- PROBLEM 1 -
Answer these from the PyTorch DataLoader thread:
(a) How many samples does the asker's training data contain?
(b) What batch size does the first answer pass to DataLoader?
(c) Which two methods does the second answer say the custom Dataset class implements?

- SELECTED EXCERPT -
|---|

22

I have x_data and labels separately. How can I combine and load them in the model using torch.utils.data.DataLoader?

I have a dataset that I created and the training data has 20k samples and the labels are also separate. Lets say I want to load a dataset in the model, shuffle each time and use the batch size that I prefer. The Dataloader function does that. How can I combine and put them in the function so that I can train it in the model in pytorch?

Amarnath
  • 351
  • 1
  • 2
  • 5
  • See discussion on StackOverflow here: https://stackoverflow.com/questions/41924453/pytorch-how-to-use-dataloaders-for-custom-datasets – Johannes Mar 13 '19 at 17:00
  • I found this example using TensorDataset to be helpful: https://stackoverflow.com/questions/55588201/pytorch-transforms-on-tensordataset If `x_data` and `labels` are both Pytorch tensors, you can combine them into a `TensorDataset` then create a dataloader from that TensorDataset. – littleO Jun 11 '20 at 07:54

2 Answers2

16

Assuming both of x_data and labels are lists or numpy arrays,

train_data = []
for i in range(len(x_data)):
   train_data.append([x_data[i], labels[i]])

trainloader = torch.utils.data.DataLoader(train_data, shuffle=True, batch_size=100)
i1, l1 = next(iter(trainloader))
print(i1.shape)
ASHu2
  • 260
  • 2
  • 6
  • I end up getting errors saying that train_data is an np.object rather than a tensor. – Gunner Stone Nov 28 '20 at 19:47
  • 2
    For me, it worked. You can even use a shorter version: `trainloader = torch.utils.data.DataLoader([ [x_data[i], labels[i]] for i in range(len(labels))], shuffle=True, batch_size=100)`. Thank you @ASHu2 – Leo Jun 15 '21 at 08:40
7

I think the standard way is to create a Dataset class object from the arrays and pass the Dataset object to the DataLoader.

One solution is to inherit from the Dataset class and define a custom class that implements __len__() and __get__(), where you pass X and y to the __init__(self,X,y).

|---|

- PROBLEM 2 -
Output the records verbatim, from the line containing "task: draw the outline of every instance of the <item>garden" up to and including the last line of the records.

- DATASET ROWS -
|---|

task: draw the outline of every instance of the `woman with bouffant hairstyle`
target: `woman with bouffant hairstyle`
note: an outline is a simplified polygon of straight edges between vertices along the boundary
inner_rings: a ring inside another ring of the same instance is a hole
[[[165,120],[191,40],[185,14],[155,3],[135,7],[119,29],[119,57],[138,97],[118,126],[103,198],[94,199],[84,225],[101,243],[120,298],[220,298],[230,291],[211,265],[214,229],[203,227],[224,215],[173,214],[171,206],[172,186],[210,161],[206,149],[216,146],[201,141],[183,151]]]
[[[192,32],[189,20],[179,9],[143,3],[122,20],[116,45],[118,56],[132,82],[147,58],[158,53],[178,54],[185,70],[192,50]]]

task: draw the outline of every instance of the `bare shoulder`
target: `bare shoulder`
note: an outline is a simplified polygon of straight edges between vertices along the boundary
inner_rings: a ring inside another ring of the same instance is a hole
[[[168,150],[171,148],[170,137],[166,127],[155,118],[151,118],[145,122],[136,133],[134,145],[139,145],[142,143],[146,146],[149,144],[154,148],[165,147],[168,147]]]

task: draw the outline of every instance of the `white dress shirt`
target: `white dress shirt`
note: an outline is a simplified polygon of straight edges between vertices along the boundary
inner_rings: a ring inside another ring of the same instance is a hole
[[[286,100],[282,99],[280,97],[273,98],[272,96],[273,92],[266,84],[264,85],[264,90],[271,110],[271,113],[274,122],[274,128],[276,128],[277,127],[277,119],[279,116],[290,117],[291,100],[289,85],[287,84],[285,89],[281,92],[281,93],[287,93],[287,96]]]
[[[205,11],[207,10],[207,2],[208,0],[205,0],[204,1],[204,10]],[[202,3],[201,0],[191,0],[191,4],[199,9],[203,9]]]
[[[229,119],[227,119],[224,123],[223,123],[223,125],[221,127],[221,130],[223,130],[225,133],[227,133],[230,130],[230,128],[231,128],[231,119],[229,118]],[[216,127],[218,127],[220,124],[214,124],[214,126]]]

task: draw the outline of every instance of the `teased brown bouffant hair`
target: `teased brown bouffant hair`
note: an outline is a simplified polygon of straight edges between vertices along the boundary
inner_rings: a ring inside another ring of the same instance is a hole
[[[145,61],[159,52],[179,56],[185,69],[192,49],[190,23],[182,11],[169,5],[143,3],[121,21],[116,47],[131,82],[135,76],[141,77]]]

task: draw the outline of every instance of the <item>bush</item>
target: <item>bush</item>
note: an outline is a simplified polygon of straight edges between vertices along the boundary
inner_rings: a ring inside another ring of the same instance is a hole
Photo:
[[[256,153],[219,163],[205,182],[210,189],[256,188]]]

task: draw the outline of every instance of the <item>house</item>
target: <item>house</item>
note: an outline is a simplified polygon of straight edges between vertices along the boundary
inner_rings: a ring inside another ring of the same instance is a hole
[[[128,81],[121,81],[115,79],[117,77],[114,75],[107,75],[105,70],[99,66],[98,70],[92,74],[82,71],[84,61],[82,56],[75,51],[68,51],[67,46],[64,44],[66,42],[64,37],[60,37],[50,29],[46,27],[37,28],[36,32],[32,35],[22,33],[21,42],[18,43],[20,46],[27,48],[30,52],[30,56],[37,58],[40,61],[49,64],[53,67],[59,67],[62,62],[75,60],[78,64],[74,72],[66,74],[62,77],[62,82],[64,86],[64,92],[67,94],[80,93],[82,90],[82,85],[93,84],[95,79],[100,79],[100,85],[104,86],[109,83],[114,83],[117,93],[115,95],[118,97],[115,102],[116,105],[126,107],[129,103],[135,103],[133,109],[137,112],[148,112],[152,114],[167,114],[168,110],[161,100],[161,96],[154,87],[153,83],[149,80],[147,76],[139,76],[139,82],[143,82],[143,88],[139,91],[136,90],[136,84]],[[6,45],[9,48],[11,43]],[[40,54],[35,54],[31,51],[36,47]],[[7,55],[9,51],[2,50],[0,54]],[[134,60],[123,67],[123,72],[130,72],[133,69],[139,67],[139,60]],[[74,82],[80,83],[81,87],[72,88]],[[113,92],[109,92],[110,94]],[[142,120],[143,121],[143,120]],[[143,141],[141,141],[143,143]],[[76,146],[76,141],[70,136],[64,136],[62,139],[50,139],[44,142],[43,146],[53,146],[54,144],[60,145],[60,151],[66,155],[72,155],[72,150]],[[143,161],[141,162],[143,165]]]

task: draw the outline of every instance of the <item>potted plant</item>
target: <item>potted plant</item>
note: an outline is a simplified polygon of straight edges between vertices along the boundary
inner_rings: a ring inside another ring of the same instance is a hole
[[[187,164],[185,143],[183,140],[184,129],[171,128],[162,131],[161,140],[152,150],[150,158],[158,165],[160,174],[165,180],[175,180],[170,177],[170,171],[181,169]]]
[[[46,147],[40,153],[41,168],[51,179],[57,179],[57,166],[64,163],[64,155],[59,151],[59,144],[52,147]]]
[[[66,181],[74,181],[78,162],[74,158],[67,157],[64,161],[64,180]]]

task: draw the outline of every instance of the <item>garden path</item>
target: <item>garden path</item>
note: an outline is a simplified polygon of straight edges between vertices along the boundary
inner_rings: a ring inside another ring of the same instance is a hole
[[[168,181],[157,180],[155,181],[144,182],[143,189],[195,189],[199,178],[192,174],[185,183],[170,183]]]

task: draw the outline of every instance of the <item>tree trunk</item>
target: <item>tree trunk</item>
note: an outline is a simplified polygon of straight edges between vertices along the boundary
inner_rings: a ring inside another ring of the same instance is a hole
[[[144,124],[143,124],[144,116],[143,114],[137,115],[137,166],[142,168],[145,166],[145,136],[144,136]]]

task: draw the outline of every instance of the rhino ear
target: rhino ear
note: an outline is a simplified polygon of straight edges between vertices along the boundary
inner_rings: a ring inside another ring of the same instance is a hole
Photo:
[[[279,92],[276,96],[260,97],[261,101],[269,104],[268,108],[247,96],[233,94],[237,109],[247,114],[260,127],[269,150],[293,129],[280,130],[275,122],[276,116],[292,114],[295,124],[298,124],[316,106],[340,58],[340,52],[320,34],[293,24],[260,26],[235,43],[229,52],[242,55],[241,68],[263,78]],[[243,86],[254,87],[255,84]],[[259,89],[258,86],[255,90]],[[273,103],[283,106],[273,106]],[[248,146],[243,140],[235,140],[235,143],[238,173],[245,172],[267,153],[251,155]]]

|---|

- WRITTEN RESPONSE 1 -
(a) 20k
(b) 100
(c) __len__() and __get__()

- WRITTEN RESPONSE 2 -
task: draw the outline of every instance of the <item>garden path</item>
target: <item>garden path</item>
note: an outline is a simplified polygon of straight edges between vertices along the boundary
inner_rings: a ring inside another ring of the same instance is a hole
[[[168,181],[157,180],[155,181],[144,182],[143,189],[195,189],[199,178],[192,174],[185,183],[170,183]]]

task: draw the outline of every instance of the <item>tree trunk</item>
target: <item>tree trunk</item>
note: an outline is a simplified polygon of straight edges between vertices along the boundary
inner_rings: a ring inside another ring of the same instance is a hole
[[[144,124],[143,124],[144,116],[143,114],[137,115],[137,166],[142,168],[145,166],[145,136],[144,136]]]

task: draw the outline of every instance of the rhino ear
target: rhino ear
note: an outline is a simplified polygon of straight edges between vertices along the boundary
inner_rings: a ring inside another ring of the same instance is a hole
Photo:
[[[279,92],[276,96],[260,97],[261,101],[269,104],[268,108],[247,96],[233,94],[237,109],[247,114],[260,127],[269,150],[293,129],[280,130],[275,122],[276,116],[292,114],[295,124],[298,124],[316,106],[340,58],[340,52],[320,34],[293,24],[260,26],[235,43],[229,52],[242,55],[241,68],[263,78]],[[243,86],[254,87],[255,84]],[[259,89],[258,86],[255,90]],[[273,103],[283,106],[273,106]],[[248,146],[243,140],[235,140],[235,143],[238,173],[245,172],[267,153],[251,155]]]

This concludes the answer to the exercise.